## Ketentuan Tugas
**1)** Jawablah pertanyaan berikut berdasarkan kutipan tentang keagungan manusia.
(a) Menurut penulis, di mana letak keagungan seseorang?
(b) Siapa yang menulis buku The Gamesmen?
(c) Para eksekutif dan manajer dalam buku itu disebut sebagai apa?
**2)** Ubah bagian catatan mulai dari baris yang memuat "Where can the building" sampai akhir catatan, termasuk kedua ujungnya, menjadi daftar bernomor tanpa baris kosong.

## Kutipan Dokumen
-=-=-=-=-

Diantara manusia, hanya pendeta, penyair dan prajurit
yang agung………………………..Lainnya, hanya bagus buat dicambuk (Charles Baudelaire,
dalam Mon Coeur mis a nu}.
Agung? Saya tahu betul, betapa omong-kosongnya itu. Menurut definisiku,
keagungan seseorang itu tidak terletak pada profesi, jabatan, garis keturunan,
kekayaan, ataupun dalam kata dan pemikirannya. Keagungan seseorang itu terletak
pada kebesaran jiwanya, bukan pada kecerdasan otaknya. Manusia agung itu
manusia yang tidak ingin menguasai dan dikuasai. Manusia agung sejati tidak
pernah mau diagung-agungkan. Tidak pula pernah berhasrat meletakkan
pandangannya yang bijaksana pada pribadinya. Manusia agung adalah manusia yang bias
mengatasi ruang di jiwanya dari himpitan benda-benda, karena dia menghendaki
suatu kebebebasan yang lebih punya arti. Manusia agung adalah manusia yang bias
hidup bahagia sebagai dirinya sendiri apa-adanya. Manusia agung adalah manusia
yang bekerja untuk akhirat, seolah ia akan mati esok hari. Dan bekerja untuk
dunia, seolah ia akan hidup untuk selama-lamanya, tapi tidak dengan “keserakahan”
untuk dirinya sendiri.
Bicara tentang keserakahan, Michael Maccoby, dalam
bukunya The Gamesmen, berkisah dengan bagus tentang para eksekutif dan manejer
pada perusahaan-perusahaan besar di Amerika yang bergelut dalam rimba bisnis
dengan idiologi jugle fighter. Dalam hidup dan kerjanya yang ada hanya
memakan atau dimakan, merontokkan atau dirontokkan, siapa yang tidak kuat akan
binasa (Darwinisme). Ini buku memang berisi kisah orang-orang jenius yang
berhasil menumpuk materi. Dengan kecerdasannya, memakan perusahaan-perusahaan
kecil dengan sekali telan. Tapi ironisnya, disisi lain ini buku juga berkisah
tentang cinta yang layu dan hati yang beku. Dalam kesuksessan materi, ternyata
kasih-sayang, idialisme, kepekaan hati mereka tumpul. Mereka sangat inovatif
dalam teknik baru dibidang industry dan keuangan- asal meningkatkan laba. Tak
peduli hubungan dengan bisnis hanya merupakan cerita tentan manipulasi, rayuan
dan penghianatan. Mereka adalah para egomaniak dan megalomaniak yang siap
menghalalkan segala cara untuk mendapatkan apa yang diinginkannya.

-=-=-=-=-

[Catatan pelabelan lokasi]
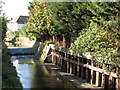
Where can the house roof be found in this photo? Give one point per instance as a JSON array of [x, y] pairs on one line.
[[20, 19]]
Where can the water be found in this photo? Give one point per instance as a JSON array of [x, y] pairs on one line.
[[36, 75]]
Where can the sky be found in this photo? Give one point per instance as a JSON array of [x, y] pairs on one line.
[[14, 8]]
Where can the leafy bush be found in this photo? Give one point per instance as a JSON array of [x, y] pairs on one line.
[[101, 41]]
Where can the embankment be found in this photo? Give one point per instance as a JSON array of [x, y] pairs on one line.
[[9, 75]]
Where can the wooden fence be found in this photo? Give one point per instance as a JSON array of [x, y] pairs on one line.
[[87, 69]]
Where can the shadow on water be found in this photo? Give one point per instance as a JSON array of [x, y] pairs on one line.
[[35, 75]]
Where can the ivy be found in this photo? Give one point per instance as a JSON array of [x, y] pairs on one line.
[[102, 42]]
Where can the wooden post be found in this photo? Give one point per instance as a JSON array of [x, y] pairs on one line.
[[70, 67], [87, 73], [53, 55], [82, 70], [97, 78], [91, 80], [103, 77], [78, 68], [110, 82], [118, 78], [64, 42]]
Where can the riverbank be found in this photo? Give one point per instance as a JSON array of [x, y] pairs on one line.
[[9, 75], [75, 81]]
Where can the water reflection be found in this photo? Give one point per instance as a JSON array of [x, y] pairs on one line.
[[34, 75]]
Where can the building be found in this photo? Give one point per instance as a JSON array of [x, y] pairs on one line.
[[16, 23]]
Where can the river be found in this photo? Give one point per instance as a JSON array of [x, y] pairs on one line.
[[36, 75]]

-=-=-=-=-

## Kunci Jawaban
**1)**
(a) Pada kebesaran jiwanya, bukan pada kecerdasan otaknya.
(b) Michael Maccoby.
(c) Para egomaniak dan megalomaniak.

**2)**
1. Where can the building be found in this photo? Give one point per instance as a JSON array of [x, y] pairs on one line.
2. [[16, 23]]
3. Where can the river be found in this photo? Give one point per instance as a JSON array of [x, y] pairs on one line.
4. [[36, 75]]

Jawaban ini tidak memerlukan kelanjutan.